═══ Text section ═══

Tuesday 20 May 2014

Telling Our Stories I - or - Why We Don't Tell Them

This morning's devotional in our Mennonite Church publication Rejoice urged us to tell our stories as witnesses where God has acted in our lives. This is something that I have also frequently talked and perhaps written about. Indeed, I have even given related sermons. Indeed, there are writers in society at large to mourn the decline of storytelling. Like so many things in our world, including music and sports, storytelling is something that is relegated to professionals as in movies and novels.

There are those in our Mennonite circles who have written and continue to write about where God has acted in their lives. Much of this has focused on their deliverances from untenable living situations in the USSR. Many of those storytellers are passing on, and many untold stories with them.

Sometimes stories are not told because the telling is too painful. At other times, it is because we think our stories are such that no one else would be interested in hearing, or understanding them. Some people are not sure they have a listener.  When it comes to we as Mennonites telling our stories, we have sometimes talked about how this function has declined in our circles because, in order to live peaceably, we agreed, in essence, at various places and times in our history, as we moved about to escape persecution, not to tell our stories, at least not to those beyond our circles.  The larger world and the dominant church in the world in those days in particular, meaning either Catholic, Reformed or Lutheran  denominations, was not interested in our version of how God worked in the world and in our lives.  So, we became known, amongst ourselves at least, as "Die Stille im Lande,"  "The quiet in the land."

In our Western society today, with its emphasis on pluralism and tolerance, religious freedom and separation of church and state etc., telling such stories continues to be frowned on. It is one thing to have one's own belief, and that is accepted, but it is not accepted to tell others about it, particularly if there is a motive of wanting them to convert to your religion. We often hear the expression in our society that religion and politics are 2 topics that are kept out of polite conversation. Indeed, in many parts of the world, such activity is outlawed and Christians are put to death for breaking those rules.

═══

◆ Work to complete: Please list the denominations that the post on telling our stories names as the dominant church of earlier times.

═══ Study material ═══

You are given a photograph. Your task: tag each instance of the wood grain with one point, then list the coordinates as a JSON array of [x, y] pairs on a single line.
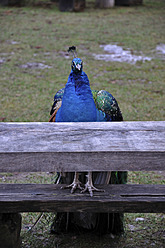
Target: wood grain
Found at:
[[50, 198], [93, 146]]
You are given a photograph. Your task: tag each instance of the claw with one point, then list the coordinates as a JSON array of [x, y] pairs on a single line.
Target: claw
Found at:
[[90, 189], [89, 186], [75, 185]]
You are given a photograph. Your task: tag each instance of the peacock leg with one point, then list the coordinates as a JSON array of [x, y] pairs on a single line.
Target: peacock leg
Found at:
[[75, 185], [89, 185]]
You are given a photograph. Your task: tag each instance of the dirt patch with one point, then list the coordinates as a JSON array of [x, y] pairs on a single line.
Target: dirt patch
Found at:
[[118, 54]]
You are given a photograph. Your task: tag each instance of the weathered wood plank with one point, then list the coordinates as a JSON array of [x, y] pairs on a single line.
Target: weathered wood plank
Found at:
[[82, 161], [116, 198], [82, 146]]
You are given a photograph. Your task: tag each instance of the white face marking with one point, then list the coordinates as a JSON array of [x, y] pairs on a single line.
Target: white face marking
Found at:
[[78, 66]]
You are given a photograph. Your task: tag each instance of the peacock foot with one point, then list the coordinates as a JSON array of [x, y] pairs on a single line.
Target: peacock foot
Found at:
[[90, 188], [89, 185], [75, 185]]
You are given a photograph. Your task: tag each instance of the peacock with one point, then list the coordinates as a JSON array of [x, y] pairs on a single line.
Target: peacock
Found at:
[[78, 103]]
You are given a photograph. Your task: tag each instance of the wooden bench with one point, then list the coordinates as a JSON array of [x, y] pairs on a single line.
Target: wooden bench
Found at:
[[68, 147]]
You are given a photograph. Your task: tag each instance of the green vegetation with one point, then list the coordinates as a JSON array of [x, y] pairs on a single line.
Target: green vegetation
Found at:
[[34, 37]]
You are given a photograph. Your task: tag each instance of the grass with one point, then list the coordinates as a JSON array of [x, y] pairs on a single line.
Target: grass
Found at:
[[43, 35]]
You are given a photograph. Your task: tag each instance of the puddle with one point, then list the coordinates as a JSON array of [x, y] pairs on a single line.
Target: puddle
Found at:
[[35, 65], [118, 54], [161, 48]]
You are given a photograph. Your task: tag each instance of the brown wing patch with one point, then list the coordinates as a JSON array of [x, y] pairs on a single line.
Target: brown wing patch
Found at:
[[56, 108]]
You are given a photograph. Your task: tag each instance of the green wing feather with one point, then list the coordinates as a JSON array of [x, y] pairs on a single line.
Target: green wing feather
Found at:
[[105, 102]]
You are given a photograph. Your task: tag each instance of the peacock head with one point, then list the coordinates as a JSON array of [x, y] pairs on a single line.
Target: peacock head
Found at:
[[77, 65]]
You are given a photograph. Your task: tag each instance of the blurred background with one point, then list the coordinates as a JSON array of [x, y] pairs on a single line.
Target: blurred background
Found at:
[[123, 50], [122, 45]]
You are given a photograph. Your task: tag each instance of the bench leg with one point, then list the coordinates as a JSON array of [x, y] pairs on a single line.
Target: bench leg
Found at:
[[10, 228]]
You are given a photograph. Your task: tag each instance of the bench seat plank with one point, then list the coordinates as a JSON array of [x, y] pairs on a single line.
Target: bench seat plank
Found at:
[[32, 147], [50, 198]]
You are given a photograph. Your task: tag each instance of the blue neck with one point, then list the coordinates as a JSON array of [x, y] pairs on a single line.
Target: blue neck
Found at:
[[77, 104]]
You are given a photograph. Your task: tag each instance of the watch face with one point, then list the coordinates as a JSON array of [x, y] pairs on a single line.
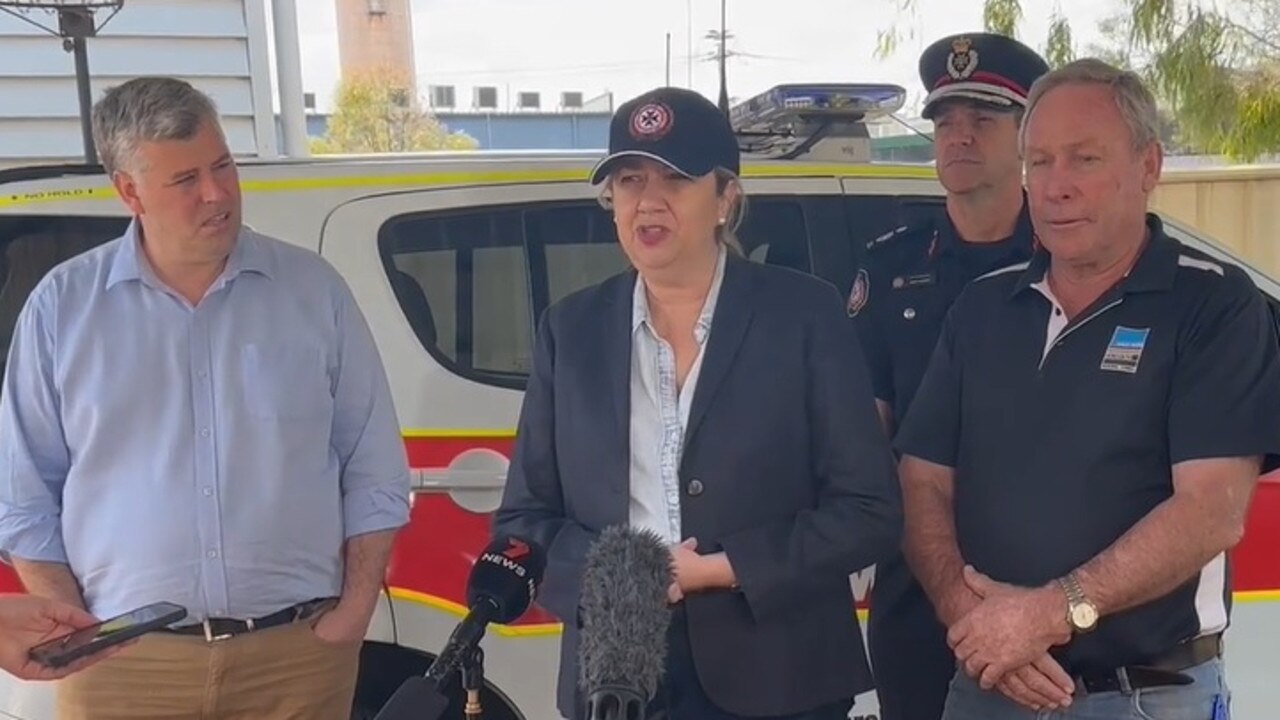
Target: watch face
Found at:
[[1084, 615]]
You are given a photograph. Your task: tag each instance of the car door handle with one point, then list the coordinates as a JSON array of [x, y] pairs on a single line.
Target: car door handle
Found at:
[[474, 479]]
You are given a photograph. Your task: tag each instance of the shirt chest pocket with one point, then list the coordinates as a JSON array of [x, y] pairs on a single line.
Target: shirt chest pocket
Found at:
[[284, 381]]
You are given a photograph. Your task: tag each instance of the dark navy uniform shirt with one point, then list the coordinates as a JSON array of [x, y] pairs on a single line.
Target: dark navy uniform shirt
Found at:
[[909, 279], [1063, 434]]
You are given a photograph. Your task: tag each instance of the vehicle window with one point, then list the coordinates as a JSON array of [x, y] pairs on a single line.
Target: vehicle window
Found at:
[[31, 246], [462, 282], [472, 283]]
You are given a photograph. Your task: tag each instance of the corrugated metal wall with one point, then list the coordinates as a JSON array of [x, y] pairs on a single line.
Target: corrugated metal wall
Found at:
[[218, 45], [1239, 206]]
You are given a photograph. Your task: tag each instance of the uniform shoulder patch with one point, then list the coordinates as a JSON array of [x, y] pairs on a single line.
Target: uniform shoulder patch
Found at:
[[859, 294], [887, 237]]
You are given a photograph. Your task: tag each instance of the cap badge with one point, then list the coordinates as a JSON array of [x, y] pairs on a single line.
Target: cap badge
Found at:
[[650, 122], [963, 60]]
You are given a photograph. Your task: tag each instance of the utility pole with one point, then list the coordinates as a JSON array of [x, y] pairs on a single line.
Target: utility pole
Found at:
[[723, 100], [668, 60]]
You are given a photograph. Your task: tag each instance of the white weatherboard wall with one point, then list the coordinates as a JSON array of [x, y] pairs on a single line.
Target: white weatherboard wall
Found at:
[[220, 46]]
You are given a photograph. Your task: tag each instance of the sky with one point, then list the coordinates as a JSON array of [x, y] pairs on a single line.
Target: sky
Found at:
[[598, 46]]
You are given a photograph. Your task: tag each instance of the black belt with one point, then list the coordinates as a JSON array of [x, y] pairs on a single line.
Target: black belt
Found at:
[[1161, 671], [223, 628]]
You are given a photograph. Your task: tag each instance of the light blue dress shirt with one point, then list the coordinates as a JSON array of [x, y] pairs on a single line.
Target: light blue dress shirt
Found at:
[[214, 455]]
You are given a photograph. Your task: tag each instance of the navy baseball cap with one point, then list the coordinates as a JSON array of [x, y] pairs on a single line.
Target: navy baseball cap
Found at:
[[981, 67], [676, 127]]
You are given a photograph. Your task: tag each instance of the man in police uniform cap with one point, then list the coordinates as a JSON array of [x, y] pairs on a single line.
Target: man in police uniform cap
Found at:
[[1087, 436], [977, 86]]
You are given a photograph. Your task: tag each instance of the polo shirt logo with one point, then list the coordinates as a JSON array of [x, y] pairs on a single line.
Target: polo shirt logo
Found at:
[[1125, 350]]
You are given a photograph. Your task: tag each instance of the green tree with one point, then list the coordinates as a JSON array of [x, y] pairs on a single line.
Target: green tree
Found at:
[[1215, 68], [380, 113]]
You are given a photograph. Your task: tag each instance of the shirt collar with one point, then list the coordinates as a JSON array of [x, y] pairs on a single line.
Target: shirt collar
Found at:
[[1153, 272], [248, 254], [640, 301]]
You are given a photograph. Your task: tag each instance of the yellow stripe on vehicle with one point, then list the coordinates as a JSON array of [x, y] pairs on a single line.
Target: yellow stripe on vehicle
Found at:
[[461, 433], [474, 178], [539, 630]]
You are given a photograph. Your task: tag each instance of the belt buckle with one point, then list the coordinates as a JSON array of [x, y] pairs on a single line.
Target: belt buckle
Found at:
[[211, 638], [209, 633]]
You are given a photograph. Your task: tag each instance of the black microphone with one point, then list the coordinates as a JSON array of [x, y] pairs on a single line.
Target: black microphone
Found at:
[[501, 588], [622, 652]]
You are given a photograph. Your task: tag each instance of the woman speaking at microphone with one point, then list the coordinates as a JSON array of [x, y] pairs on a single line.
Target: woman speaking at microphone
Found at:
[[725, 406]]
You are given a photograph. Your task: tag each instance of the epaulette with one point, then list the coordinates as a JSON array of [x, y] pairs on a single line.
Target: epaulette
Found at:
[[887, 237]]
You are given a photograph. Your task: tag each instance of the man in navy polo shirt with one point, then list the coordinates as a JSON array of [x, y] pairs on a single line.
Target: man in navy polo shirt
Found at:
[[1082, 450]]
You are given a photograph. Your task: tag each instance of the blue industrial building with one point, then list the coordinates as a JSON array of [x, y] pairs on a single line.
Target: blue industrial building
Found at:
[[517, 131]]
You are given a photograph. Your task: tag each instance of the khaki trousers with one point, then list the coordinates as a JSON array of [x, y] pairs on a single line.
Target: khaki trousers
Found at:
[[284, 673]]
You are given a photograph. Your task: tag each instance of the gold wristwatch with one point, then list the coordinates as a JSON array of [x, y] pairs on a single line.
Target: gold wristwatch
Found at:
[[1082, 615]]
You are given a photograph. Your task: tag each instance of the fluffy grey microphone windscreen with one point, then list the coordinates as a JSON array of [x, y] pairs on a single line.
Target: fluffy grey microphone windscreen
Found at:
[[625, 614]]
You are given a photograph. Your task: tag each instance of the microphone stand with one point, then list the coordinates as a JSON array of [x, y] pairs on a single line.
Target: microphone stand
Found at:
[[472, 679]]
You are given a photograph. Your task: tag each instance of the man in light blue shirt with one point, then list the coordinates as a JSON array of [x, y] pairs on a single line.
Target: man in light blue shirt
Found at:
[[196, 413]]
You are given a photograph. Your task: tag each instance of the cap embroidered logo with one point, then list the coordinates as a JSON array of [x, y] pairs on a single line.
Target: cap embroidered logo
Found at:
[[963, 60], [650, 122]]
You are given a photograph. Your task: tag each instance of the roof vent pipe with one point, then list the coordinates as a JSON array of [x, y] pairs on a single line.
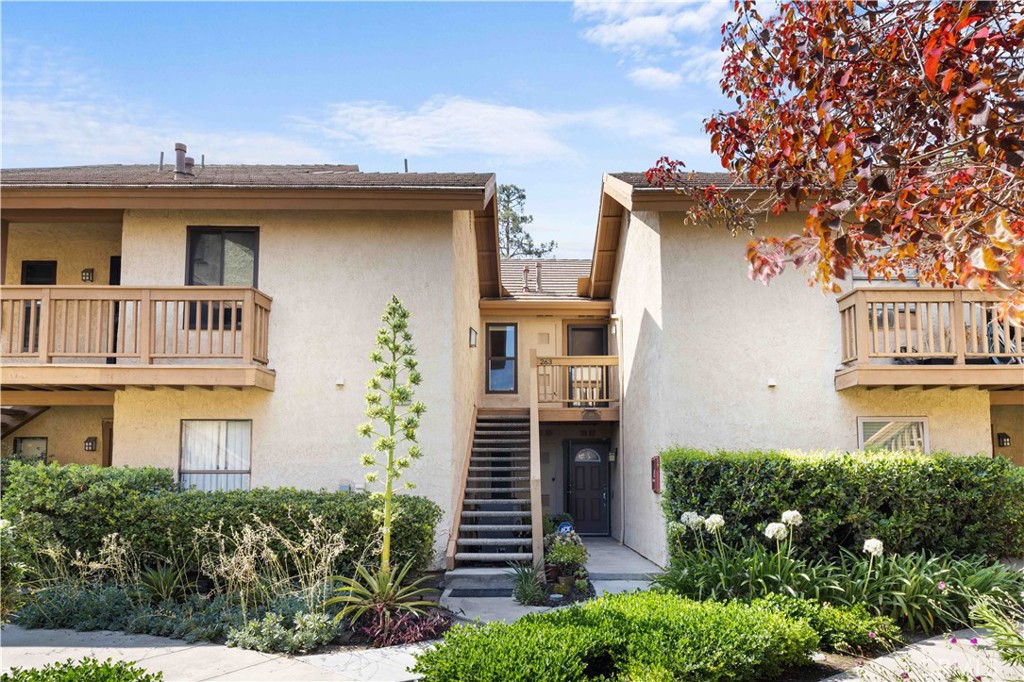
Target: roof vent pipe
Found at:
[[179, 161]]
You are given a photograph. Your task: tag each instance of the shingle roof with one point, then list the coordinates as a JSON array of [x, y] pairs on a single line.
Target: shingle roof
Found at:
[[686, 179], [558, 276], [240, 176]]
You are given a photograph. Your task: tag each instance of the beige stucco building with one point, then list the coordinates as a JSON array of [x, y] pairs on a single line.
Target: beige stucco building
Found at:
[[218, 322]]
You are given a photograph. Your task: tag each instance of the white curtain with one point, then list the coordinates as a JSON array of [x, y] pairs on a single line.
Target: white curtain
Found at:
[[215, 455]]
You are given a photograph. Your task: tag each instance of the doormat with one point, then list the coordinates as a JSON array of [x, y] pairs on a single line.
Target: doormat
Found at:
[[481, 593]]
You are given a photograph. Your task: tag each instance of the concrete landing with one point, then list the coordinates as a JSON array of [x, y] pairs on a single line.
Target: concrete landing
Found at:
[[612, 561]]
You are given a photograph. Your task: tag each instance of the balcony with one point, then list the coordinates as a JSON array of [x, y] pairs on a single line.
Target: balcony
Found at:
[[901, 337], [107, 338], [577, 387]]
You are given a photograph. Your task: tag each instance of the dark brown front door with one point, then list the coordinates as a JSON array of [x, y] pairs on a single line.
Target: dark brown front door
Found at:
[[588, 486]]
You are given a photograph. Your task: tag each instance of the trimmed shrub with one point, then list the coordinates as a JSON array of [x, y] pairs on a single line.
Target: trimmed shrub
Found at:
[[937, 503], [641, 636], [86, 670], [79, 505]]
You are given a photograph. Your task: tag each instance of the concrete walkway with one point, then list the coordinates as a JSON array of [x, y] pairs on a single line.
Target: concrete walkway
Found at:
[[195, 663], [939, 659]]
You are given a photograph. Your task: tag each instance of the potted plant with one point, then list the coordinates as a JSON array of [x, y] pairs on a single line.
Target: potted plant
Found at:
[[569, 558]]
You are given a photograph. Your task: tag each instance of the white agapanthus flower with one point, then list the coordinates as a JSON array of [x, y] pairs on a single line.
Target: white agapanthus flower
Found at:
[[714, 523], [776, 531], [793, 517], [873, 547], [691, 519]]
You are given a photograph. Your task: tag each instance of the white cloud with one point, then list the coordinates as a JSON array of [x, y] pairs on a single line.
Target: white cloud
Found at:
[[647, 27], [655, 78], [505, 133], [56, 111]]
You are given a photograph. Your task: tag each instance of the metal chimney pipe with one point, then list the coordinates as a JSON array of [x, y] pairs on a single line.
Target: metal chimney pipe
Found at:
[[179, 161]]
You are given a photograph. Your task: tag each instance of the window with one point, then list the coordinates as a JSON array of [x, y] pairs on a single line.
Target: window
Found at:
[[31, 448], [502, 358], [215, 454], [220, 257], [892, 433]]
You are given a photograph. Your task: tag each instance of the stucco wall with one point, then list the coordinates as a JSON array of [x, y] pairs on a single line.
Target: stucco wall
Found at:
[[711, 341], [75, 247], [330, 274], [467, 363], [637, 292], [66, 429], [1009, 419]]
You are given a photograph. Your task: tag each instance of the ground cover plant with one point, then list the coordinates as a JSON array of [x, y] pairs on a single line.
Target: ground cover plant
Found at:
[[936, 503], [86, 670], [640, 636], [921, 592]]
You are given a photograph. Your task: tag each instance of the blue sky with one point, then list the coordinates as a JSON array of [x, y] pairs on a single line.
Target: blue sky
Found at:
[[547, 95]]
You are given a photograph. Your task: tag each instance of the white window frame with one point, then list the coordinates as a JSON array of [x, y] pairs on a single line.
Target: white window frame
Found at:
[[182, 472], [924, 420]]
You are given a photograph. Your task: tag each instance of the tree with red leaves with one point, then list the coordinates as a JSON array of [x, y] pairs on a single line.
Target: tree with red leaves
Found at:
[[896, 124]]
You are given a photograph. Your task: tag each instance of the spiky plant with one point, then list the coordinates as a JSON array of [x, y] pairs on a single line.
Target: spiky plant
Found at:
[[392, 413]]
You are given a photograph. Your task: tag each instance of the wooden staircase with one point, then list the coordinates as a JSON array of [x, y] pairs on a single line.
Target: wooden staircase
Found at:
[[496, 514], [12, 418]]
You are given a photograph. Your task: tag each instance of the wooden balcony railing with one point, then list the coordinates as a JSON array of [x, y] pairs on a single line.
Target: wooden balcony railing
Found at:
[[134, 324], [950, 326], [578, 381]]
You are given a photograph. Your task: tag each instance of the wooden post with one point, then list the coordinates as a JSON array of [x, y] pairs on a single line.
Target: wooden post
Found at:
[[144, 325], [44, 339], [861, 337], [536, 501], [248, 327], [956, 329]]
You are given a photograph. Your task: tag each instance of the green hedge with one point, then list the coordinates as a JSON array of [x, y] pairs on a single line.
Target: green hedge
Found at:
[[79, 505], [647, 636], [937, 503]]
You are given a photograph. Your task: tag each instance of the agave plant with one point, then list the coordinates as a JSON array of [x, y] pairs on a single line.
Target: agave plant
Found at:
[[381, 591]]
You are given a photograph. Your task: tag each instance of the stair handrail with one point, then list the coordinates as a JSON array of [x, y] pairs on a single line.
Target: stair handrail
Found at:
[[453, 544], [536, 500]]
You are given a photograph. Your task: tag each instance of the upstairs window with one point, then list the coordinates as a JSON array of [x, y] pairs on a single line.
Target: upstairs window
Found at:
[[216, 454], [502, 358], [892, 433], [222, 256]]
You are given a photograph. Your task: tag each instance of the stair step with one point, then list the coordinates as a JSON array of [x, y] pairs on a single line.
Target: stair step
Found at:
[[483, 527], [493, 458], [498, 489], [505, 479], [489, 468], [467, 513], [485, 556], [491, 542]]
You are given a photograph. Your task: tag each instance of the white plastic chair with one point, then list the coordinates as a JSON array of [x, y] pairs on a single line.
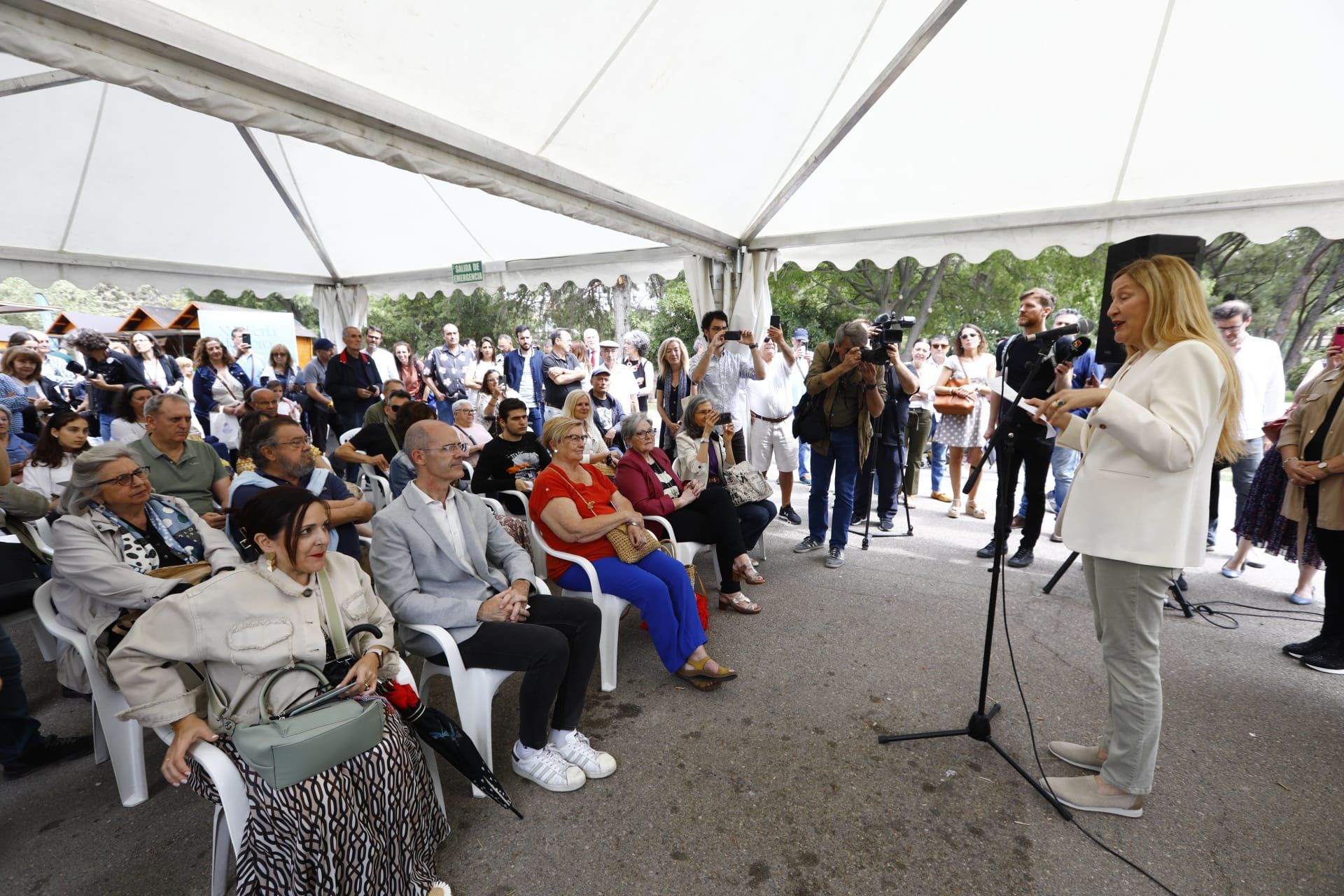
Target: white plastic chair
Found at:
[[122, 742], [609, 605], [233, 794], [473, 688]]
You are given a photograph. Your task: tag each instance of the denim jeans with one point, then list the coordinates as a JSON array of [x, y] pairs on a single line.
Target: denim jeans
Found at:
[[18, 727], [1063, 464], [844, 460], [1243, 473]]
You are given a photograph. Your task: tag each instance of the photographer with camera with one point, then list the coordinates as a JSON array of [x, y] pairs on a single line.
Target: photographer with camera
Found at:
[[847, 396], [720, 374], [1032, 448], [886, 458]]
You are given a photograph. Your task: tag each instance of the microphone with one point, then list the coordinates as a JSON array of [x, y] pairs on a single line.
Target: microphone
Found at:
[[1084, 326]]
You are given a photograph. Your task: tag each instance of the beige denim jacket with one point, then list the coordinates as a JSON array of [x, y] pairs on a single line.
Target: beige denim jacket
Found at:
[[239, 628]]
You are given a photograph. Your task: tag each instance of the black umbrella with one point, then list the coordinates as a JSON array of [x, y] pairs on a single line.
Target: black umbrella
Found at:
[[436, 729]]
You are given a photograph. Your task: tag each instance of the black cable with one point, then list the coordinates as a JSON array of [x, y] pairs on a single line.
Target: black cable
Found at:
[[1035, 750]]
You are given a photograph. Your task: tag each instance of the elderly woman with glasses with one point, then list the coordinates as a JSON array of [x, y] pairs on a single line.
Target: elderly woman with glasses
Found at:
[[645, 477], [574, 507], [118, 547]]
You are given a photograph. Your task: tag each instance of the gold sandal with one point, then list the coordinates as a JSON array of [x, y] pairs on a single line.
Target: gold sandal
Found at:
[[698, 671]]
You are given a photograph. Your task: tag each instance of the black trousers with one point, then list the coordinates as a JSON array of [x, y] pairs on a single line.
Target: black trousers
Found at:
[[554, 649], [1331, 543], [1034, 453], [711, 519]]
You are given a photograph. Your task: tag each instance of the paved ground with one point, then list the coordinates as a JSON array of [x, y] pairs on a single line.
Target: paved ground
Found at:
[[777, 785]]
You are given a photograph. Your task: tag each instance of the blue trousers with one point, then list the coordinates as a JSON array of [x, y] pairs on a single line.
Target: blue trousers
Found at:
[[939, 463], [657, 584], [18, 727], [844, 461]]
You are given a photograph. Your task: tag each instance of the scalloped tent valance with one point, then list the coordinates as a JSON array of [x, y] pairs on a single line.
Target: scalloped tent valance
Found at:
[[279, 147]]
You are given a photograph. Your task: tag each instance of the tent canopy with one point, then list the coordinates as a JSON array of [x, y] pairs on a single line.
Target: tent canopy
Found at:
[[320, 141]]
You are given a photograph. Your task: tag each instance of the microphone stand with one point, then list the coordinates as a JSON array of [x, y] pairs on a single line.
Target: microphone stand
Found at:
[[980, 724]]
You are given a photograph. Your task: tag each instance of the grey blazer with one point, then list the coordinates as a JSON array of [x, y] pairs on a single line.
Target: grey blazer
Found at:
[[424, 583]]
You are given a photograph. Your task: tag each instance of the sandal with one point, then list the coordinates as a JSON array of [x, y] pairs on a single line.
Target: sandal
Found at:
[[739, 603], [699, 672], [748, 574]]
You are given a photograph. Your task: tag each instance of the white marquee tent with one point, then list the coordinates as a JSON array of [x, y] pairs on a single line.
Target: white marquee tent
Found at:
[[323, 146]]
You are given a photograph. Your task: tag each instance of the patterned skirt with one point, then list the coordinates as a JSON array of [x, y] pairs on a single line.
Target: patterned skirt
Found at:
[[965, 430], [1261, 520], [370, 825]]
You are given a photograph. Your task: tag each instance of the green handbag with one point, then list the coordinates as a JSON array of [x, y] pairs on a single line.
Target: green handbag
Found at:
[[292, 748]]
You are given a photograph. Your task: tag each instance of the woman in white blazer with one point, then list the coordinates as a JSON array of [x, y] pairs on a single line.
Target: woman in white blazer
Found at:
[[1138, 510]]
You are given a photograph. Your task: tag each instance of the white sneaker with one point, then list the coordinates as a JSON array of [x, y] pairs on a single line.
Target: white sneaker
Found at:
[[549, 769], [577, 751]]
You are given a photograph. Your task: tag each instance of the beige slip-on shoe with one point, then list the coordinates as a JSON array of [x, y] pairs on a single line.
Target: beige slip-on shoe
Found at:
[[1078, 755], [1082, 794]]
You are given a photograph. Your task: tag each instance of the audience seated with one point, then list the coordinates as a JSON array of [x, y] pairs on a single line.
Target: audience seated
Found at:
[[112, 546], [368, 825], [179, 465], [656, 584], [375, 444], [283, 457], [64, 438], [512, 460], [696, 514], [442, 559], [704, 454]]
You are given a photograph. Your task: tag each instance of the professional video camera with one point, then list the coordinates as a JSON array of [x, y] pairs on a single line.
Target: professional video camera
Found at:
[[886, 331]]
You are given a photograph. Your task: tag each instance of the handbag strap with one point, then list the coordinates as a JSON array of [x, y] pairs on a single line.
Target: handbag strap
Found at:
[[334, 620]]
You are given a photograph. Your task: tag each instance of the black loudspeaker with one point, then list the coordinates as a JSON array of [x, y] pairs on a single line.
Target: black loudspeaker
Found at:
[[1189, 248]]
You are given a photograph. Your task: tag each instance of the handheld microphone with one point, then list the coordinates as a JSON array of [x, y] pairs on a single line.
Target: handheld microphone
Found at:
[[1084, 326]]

═══

◆ Response below: Catholic, Reformed, Lutheran